* Start ENTRIES SHOWN *

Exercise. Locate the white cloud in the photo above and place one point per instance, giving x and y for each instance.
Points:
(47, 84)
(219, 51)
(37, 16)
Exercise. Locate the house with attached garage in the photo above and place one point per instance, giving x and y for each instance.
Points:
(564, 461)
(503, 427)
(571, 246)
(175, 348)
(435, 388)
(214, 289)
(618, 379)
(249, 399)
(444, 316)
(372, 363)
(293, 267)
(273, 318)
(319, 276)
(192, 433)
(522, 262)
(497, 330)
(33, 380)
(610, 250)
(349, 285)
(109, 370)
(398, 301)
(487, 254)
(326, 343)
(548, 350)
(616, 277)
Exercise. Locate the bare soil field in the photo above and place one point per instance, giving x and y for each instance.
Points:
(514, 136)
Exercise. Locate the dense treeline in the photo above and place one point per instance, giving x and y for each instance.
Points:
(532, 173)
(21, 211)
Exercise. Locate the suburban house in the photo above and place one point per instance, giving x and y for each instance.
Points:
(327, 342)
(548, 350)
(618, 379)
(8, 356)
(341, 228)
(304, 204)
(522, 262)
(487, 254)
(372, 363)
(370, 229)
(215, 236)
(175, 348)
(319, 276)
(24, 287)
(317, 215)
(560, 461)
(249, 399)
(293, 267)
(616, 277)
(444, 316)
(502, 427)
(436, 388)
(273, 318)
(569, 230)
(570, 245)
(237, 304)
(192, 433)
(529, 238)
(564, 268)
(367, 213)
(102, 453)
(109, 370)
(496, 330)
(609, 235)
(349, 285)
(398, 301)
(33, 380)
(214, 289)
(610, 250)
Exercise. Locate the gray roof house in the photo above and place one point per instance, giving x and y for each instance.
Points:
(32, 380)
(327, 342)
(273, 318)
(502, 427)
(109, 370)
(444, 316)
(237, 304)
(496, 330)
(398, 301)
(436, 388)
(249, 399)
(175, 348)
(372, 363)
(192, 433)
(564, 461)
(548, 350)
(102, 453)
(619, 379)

* End ENTRIES SHOWN *
* Start ENTRIES SHOWN *

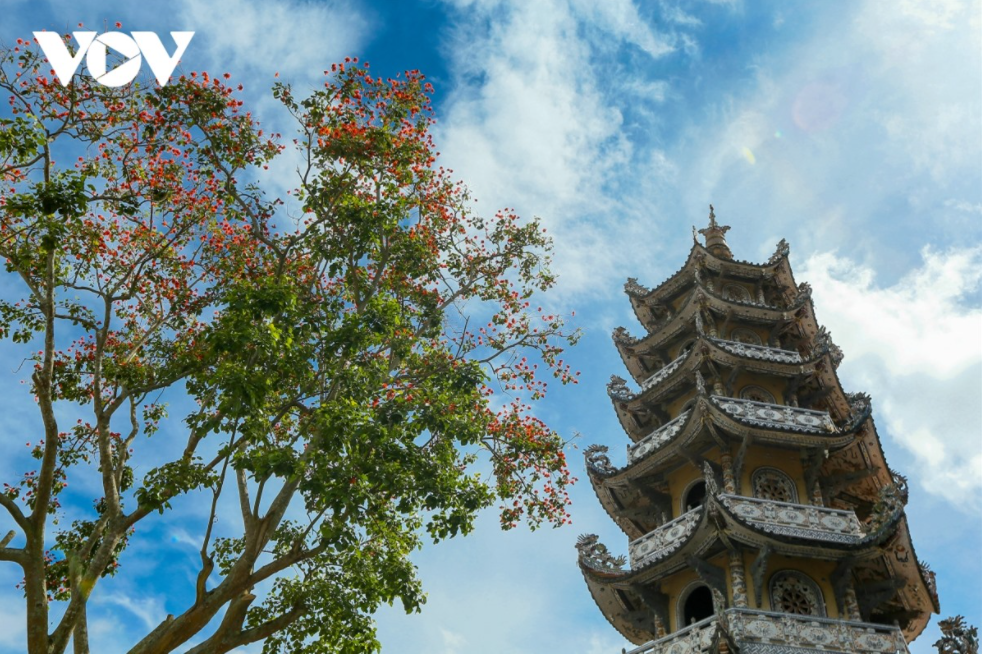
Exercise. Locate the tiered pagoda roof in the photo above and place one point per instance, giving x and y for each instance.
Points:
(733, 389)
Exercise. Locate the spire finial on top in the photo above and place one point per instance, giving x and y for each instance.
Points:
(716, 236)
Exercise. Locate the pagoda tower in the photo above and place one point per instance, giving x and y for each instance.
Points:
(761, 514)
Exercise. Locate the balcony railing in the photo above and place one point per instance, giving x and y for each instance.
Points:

* End ENTRIES SHOWN *

WRITTEN INSTRUCTION: Count how many lines in the two blocks of rows above contain the word "Exercise", and reply with that number alone.

SOLVED PROBLEM: 10